Top of Source data

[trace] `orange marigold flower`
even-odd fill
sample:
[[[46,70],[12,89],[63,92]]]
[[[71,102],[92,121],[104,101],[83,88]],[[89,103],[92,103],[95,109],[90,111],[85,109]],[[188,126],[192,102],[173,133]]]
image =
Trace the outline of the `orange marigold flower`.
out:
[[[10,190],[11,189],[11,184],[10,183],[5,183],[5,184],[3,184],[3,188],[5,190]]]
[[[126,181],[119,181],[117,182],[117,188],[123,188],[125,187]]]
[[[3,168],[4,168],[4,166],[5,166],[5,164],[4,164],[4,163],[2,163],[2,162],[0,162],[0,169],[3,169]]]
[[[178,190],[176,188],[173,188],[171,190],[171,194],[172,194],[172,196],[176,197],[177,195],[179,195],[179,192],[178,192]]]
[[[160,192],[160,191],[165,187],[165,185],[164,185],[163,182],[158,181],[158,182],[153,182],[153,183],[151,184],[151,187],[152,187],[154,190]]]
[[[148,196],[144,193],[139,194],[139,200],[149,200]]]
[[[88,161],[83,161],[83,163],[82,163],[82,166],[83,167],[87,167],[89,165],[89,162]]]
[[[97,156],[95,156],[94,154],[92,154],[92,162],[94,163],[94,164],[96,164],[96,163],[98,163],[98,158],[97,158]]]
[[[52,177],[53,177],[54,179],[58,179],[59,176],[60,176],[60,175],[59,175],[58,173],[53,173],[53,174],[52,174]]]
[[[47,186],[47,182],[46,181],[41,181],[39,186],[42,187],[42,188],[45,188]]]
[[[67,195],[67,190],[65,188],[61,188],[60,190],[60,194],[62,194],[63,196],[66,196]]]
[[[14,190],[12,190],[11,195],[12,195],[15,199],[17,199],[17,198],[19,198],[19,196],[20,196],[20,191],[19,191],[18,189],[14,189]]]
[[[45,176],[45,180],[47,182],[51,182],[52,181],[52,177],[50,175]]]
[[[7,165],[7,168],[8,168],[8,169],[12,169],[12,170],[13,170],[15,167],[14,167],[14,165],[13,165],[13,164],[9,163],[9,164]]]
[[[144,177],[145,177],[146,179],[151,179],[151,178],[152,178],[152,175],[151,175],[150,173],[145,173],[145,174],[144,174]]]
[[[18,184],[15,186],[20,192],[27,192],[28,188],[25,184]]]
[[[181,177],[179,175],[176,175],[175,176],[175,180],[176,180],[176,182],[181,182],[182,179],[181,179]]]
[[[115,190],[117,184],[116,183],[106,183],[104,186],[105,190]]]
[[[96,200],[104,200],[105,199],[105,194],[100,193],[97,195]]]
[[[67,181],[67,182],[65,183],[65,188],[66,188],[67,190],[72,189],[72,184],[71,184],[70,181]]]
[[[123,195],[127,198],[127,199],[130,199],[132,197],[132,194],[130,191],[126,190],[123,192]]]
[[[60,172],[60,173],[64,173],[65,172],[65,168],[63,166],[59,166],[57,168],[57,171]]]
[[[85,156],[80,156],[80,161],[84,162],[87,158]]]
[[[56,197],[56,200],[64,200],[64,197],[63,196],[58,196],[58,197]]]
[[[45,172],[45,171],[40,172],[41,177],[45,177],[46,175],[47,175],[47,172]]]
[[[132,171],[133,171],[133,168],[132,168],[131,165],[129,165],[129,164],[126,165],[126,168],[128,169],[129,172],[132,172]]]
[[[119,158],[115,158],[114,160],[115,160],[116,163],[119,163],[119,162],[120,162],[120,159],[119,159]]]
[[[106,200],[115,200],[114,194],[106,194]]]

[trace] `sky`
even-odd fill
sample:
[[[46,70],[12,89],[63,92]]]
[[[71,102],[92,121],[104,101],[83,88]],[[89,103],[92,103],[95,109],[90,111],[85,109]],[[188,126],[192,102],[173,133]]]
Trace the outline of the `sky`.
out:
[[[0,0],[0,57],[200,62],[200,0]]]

Bottom of Source data

What the task requires:
State how many lines in the records above contain the word "outline", and give only that number.

Written response:
2